Supplied data
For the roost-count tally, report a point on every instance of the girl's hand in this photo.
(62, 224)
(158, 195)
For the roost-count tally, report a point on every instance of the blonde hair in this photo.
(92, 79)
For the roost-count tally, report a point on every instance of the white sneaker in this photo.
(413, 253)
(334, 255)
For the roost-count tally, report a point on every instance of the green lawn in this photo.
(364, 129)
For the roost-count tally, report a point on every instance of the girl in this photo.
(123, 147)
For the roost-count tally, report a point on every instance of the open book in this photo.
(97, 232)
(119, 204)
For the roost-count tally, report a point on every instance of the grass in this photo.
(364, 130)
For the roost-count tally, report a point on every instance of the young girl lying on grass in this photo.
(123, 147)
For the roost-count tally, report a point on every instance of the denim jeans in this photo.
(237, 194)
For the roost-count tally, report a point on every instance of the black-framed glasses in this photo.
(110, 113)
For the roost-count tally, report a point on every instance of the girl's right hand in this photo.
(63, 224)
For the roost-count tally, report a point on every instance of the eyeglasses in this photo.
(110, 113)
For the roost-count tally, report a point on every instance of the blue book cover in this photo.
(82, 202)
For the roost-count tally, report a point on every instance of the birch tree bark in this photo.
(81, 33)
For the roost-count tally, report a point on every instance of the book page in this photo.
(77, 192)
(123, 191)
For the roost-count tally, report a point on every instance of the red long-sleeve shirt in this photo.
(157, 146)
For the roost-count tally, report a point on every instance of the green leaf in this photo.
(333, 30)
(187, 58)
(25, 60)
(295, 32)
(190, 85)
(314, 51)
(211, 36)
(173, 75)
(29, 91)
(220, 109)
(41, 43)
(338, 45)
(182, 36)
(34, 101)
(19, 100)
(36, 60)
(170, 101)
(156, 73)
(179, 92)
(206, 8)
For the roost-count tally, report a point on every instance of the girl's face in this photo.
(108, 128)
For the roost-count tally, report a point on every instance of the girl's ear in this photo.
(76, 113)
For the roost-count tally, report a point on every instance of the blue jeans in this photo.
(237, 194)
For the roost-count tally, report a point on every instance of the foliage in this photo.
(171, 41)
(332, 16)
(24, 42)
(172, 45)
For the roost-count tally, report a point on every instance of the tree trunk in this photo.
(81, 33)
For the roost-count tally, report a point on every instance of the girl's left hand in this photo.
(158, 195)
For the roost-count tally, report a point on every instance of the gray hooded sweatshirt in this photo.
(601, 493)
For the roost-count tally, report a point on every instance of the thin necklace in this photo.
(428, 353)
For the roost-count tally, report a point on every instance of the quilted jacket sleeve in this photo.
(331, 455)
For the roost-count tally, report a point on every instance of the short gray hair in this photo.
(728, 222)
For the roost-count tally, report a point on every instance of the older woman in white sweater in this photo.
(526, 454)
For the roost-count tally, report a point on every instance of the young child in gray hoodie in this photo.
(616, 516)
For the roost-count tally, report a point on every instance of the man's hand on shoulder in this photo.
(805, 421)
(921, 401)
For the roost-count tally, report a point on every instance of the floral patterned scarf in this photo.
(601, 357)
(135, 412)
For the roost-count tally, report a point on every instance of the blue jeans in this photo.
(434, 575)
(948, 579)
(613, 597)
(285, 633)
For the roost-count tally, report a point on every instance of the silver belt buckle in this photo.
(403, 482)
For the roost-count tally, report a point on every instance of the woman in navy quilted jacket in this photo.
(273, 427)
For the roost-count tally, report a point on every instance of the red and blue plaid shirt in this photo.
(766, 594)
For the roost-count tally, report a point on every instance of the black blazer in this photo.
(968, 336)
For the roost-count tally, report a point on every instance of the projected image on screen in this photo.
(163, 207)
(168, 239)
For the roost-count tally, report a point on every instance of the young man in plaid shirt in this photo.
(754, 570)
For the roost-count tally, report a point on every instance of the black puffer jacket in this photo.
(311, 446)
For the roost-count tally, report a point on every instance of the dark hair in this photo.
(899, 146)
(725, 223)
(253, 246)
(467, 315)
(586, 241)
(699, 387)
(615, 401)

Aim
Could you scale the records between the line containing "screen in this photo." and the end of the records, inclusive, by rewriting every line there, requests included, with each answer coordinate multiplied by 0.95 and rounded to a whole number, halves up? Give only those lines.

The completed task
For the roost-count tally, report a point on every instance of the projected image on screen in this photo.
(155, 197)
(160, 227)
For the roost-count tally, report a point on every instance of the young man in plaid shirt in this photo.
(716, 542)
For the roost-count tally, report a point on every instance of the black puffer jacket in this photo.
(295, 424)
For the roost-count tally, report a point on every instance of the dark hair in this photo.
(854, 139)
(689, 212)
(240, 234)
(444, 299)
(557, 229)
(664, 368)
(584, 381)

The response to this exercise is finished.